* [Passage provided]:

**********

President Oscar Arias drew fire this week from an indigenous leader after a presidential visit to indigenous communities in the Talamanca region, on the southern Caribbean coast.

Arias traveled through several towns and held his weekly Cabinet meeting in the indigenous community of Bribrí.

In a statement that likened government visitors to “neo-colonizers,” indigenous leader Timoteo Jackson said most attendees of the event were government officials and bureaucrats, and only a few indigenous Talamanca residents were invited.

The President and some of his Cabinet members gave out food, farming tools, clothes and seeds to dozens of indigenous families.

“To visit Talamanca calls the government’s and private sector’s attention to the need for effective and generous assistance for the poorest of the poor,” Arias said in a statement.

During the visit, they also celebrated the construction of the Hone Creek-Puerto Viejo aqueduct, swore in 44 indigenous police, and signed an agreement that aims to order tourism development in the Caribbean province of Limón. But Jackson wasn’t impressed.

“They brought in a dance group from the city of Limón, because perhaps don Oscar and his aides and organizers didn’t realize that on the Talamanca coast we have our own art and music,” the indigenous leader said in a statement, adding that it’s unfortunate there wasn’t enough time in the Arias event for a local indigenous theater group to perform its act as planned.

**********

* [Provided records]:
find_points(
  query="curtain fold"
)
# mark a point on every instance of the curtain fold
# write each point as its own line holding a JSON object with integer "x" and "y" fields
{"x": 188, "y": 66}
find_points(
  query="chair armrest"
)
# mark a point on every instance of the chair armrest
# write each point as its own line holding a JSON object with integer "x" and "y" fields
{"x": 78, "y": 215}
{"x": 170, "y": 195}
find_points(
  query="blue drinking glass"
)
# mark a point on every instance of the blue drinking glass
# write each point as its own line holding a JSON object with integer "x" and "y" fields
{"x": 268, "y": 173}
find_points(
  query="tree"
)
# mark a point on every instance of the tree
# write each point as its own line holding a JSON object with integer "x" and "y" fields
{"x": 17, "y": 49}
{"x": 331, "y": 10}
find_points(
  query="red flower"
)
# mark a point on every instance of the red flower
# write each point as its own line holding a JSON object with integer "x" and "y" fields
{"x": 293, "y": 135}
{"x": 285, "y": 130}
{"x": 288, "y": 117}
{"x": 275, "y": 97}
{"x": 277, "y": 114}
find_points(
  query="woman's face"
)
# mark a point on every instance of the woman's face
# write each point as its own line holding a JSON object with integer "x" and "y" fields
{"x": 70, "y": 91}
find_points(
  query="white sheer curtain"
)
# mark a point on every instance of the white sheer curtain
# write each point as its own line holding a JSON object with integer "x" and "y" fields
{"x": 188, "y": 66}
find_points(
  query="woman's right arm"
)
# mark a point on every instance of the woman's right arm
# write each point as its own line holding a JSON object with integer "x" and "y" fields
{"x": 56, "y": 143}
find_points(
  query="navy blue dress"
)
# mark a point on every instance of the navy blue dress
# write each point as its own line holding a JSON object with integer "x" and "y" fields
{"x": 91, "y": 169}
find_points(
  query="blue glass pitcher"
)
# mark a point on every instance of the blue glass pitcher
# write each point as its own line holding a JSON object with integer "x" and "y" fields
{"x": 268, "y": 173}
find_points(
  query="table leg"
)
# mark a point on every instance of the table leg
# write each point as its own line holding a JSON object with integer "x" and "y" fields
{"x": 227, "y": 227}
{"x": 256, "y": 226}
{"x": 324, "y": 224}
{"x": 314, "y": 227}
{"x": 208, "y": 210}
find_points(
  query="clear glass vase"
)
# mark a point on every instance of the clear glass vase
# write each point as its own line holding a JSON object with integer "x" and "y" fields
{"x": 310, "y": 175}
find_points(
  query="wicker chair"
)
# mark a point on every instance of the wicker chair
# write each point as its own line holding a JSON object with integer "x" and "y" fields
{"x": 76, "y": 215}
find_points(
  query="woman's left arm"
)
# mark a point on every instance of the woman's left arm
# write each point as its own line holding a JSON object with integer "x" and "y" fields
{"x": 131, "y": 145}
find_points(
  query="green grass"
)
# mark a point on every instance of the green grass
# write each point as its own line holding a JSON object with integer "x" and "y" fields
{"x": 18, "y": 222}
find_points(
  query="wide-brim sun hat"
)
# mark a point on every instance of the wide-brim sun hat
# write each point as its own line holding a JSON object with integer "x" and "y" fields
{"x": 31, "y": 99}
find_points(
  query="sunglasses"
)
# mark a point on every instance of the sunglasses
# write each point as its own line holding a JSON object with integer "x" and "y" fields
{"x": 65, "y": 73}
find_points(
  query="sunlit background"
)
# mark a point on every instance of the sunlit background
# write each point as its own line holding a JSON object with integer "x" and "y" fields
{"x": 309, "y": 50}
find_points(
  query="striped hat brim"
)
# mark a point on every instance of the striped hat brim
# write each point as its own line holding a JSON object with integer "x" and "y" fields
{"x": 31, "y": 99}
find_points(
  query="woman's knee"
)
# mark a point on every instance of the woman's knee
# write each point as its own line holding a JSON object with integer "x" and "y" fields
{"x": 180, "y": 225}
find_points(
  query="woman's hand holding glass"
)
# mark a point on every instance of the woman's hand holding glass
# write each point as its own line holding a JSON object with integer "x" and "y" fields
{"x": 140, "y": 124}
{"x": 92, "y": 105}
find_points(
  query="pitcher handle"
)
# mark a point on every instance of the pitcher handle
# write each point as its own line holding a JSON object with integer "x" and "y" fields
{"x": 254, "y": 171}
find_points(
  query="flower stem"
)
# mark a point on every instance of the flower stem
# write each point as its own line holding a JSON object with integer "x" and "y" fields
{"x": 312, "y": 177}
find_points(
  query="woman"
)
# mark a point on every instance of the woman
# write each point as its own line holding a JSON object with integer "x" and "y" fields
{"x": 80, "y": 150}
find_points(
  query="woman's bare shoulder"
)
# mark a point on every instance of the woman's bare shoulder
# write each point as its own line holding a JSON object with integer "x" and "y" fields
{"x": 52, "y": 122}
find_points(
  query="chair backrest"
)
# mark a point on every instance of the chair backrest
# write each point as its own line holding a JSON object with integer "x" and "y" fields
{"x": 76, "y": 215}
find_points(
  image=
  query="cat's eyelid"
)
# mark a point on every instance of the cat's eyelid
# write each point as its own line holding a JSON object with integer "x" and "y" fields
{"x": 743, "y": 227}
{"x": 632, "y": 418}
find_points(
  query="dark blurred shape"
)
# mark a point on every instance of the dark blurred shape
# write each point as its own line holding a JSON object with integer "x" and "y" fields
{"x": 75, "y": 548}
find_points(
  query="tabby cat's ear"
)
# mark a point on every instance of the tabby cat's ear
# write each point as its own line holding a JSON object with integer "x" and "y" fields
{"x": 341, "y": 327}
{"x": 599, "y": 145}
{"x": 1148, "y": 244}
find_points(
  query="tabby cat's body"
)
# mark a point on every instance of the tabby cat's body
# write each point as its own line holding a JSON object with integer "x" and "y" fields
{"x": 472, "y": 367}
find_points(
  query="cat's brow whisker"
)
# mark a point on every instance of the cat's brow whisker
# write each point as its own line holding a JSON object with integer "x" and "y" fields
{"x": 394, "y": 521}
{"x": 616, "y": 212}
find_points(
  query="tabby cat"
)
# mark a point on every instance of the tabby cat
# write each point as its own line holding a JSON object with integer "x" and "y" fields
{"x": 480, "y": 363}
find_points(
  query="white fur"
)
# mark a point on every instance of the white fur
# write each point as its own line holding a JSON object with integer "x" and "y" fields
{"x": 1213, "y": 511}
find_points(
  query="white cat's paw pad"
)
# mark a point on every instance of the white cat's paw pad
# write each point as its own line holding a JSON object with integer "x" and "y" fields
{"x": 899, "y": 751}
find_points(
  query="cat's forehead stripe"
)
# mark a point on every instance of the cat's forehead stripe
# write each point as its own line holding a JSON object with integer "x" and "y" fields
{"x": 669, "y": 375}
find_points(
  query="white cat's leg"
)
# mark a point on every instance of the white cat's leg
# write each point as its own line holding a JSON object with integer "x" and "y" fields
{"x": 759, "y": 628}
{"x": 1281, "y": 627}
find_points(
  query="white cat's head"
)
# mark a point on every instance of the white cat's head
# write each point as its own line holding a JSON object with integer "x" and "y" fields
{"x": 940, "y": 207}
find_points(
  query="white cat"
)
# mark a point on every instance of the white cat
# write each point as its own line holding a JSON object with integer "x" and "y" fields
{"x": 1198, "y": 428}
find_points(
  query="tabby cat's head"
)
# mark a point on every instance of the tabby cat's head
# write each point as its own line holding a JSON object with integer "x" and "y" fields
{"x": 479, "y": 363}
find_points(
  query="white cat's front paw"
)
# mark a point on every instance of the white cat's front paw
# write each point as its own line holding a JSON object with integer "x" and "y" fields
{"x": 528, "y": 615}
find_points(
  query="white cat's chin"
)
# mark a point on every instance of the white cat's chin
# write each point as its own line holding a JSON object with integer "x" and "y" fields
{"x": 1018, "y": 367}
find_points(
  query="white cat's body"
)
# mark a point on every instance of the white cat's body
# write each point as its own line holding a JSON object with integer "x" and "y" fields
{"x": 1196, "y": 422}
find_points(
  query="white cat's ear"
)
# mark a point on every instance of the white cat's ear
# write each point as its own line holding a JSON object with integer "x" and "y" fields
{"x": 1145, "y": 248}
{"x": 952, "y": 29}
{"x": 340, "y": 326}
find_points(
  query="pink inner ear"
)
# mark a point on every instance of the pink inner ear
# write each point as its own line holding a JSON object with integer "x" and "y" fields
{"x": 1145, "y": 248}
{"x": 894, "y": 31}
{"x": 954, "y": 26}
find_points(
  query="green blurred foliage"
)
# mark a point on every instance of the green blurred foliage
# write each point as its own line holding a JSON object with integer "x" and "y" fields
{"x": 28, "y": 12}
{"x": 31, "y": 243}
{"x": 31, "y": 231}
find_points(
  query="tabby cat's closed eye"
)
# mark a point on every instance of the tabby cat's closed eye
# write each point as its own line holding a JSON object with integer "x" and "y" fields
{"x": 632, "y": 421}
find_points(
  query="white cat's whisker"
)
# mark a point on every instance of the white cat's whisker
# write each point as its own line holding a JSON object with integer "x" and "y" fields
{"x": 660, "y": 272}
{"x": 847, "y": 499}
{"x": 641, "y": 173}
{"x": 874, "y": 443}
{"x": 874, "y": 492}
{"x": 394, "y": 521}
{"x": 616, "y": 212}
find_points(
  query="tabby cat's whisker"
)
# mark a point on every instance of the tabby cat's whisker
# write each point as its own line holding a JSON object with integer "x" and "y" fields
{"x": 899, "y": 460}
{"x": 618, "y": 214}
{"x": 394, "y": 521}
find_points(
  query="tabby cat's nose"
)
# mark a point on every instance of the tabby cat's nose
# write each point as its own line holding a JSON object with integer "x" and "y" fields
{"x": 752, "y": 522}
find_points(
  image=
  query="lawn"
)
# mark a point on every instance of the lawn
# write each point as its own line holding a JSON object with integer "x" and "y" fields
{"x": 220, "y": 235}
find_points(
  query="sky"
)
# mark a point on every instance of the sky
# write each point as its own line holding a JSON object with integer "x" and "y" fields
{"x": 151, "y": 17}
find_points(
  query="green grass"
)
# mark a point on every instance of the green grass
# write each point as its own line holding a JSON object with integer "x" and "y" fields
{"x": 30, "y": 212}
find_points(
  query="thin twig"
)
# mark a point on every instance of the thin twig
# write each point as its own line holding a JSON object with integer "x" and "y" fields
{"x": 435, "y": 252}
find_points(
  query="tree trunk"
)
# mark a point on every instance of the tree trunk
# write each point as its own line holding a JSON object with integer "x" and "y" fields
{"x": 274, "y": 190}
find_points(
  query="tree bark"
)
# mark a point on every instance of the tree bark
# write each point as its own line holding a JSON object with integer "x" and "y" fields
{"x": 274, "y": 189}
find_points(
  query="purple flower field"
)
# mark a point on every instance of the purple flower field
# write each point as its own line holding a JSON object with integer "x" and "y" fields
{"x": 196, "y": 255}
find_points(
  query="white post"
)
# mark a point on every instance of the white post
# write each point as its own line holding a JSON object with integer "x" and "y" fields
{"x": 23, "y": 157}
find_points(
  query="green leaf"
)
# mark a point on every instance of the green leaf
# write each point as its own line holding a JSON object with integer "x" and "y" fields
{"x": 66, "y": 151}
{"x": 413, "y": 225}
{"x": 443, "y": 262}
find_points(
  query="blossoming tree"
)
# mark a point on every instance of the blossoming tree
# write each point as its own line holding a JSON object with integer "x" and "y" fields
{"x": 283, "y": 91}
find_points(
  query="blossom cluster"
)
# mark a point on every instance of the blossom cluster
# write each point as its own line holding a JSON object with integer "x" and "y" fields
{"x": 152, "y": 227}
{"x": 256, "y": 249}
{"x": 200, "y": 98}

**********

* [Required task 1]:
Repeat the article on the Talamanca visit, starting at "President Oscar Arias" and ending at "in a statement.", but swap "seeds" for "fertilizer".
* [Required task 2]:
Summarize the article on the Talamanca visit in two sentences.
* [Required task 3]:
According to the article on the Talamanca visit, how many indigenous police were sworn in during the visit?
The lines that come with this article aren't needed for any of the work here.

* [Exercise answer 1]:
President Oscar Arias drew fire this week from an indigenous leader after a presidential visit to indigenous communities in the Talamanca region, on the southern Caribbean coast.

Arias traveled through several towns and held his weekly Cabinet meeting in the indigenous community of Bribrí.

In a statement that likened government visitors to “neo-colonizers,” indigenous leader Timoteo Jackson said most attendees of the event were government officials and bureaucrats, and only a few indigenous Talamanca residents were invited.

The President and some of his Cabinet members gave out food, farming tools, clothes and fertilizer to dozens of indigenous families.

“To visit Talamanca calls the government’s and private sector’s attention to the need for effective and generous assistance for the poorest of the poor,” Arias said in a statement.

* [Exercise answer 2]:
President Oscar Arias visited indigenous communities in the Talamanca region and held his weekly Cabinet meeting in Bribrí. He and Cabinet members handed out food, farming tools, clothes and seeds, but indigenous leader Timoteo Jackson criticized the event because mostly government officials attended and few local indigenous residents were invited.

* [Exercise answer 3]:
44 indigenous police were sworn in.